§ Text shown
For more:  Hussainabad: The Place, the people and their values

Please visit:                 Dervaish's Quetta Channel (Youtube)

Monday, May 11, 2020

Yaadish Bakhair: Abdul Hadi

Abdul Hadi of Nauabad, Quetta
"Observe what he does, look into his motives, find out in what he is at peace. Can a man hide himself? Can a man hide himself?" 
                                                                                            Confucius
Abdul Hadi (Mama Hadi)

“Oh, so you are Hadi sahib’s nephew. Why didn’t you say so earlier? No problem, just give me a minute and I’ll get your file in. Please have a seat here. What would you like to have? Green tea or tea with milk?” I have no count of how many times I have heard that in the numerous government offices of Quetta, from superintendents, section officers, office clerks and peons. Hundreds of times, I am sure, if not a thousand. Anybody who has lived in Pakistan, or knows a thing or two about how Pakistani government offices work can easily understand what that sort of thing means and can easily relate to it. There, in Pakistani offices, especially government offices, unless you hear something like that from the demigods who populate those offices---all the way from the G-21 secretary to the peon, or the chaprasi--- you are sure to spend days, weeks and months, if not years, without getting the smallest of things done----your very legitimate official things, that is, as were my cases. Unfortunate as it is in a way, through the years that I lived in Pakistan, I got things done that way, by mentioning the magic word: Abdul Hadi. 

                                   

My uncle Abdul Hadi, the elder brother of Nasim Ahmed about whom I wrote earlier on this blog site, was a workaholic. A government servant all his life, he was a dedicated professional. I have used that adjective "professional" before. What I primarily mean by it is someone who does his or her best in the most difficult and trying of situations. It has, of course, other denotations and connotations as well, but that is the meaning that I often have in mind when I use it. Abdul Hadi became a public servant soon after graduation, moved through the different tiers of the provincial bureaucracy by dint of hard work and finally retired as an Assistant Commissioner for Quetta District. Just like in private life, he was old school in public life, too. What that means is that he had an old-fashioned work ethic which required a sincere commitment,  a principled dedication to his work. Ever ready to deal with all sorts of emergencies that his tough job demanded, he was often on duty round the clock, all day and all night, and would return home at dawn only to leave again for work a couple of hours later. 

In office with local elders
Widely known, especially in the official circles of the city, he was loved and respected not just for his professionalism but more than that, for the kind of person he was: generous, self-effacing and at home with all, irrespective of social class, age, caste, tribe or ethnicity etc. He was more Hadi Sahib than Abdul Hadi Hazara or any other ethno-religious appellation attached to his name that would make him tribal, parochial or sectarian, or so perceived, if I may put it that way. For sure, he had his own distinct identity---ethnic, linguistic, cultural-religious, like we all do----but he was there for all, an awami figure universally approachable, as a true public servant should be in an ethnically and linguistically diverse, multi-cultural society. And that is also because he was old school through and through. Like his good friends and colleagues from almost all the ethnic and linguistic groups of Quetta City, he was an authentic Quetta Waal. He belonged to that breed and generation of people who are now fast becoming extinct as its last remaining members who embody the old values (iqdaar) of Quetta Waali retire and pass away. Indeed, the city will be impoverished in a very profound sense when the last of these noble souls vacate the social, cultural, political and religious landscape of Quetta City.

§ Dataset content

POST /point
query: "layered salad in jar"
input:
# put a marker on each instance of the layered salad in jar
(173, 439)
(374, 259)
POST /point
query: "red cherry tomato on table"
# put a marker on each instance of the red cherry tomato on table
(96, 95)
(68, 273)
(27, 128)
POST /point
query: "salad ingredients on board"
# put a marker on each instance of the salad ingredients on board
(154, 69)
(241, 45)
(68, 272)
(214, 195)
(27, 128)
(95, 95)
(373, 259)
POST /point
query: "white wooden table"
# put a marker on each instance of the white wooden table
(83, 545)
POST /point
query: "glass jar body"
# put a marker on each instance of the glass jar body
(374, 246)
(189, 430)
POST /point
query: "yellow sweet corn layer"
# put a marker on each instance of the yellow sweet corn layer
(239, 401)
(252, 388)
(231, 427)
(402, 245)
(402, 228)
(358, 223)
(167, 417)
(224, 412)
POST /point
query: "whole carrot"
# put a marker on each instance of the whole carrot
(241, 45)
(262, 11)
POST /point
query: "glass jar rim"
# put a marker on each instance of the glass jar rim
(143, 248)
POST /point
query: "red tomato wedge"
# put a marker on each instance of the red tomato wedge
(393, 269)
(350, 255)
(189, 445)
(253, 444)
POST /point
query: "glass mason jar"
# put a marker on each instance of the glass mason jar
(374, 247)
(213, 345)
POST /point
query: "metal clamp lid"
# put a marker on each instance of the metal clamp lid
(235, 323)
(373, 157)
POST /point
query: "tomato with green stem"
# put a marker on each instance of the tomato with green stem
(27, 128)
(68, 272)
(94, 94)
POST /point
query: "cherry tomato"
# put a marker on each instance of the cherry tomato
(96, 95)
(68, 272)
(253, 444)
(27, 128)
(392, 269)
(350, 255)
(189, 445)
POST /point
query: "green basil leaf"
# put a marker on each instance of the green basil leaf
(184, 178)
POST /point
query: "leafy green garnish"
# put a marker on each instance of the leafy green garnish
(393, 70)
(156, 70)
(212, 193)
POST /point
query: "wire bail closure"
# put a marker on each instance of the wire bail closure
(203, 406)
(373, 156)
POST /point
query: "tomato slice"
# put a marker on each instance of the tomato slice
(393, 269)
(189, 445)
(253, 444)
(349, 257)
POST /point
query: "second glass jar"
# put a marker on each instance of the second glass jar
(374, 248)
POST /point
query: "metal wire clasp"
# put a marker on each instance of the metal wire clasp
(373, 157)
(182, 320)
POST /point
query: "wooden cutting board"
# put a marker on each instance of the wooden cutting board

§ Required work
According to the text about Abdul Hadi, what position did he hold when he retired?

§ Solution for this task
He retired as an Assistant Commissioner for Quetta District.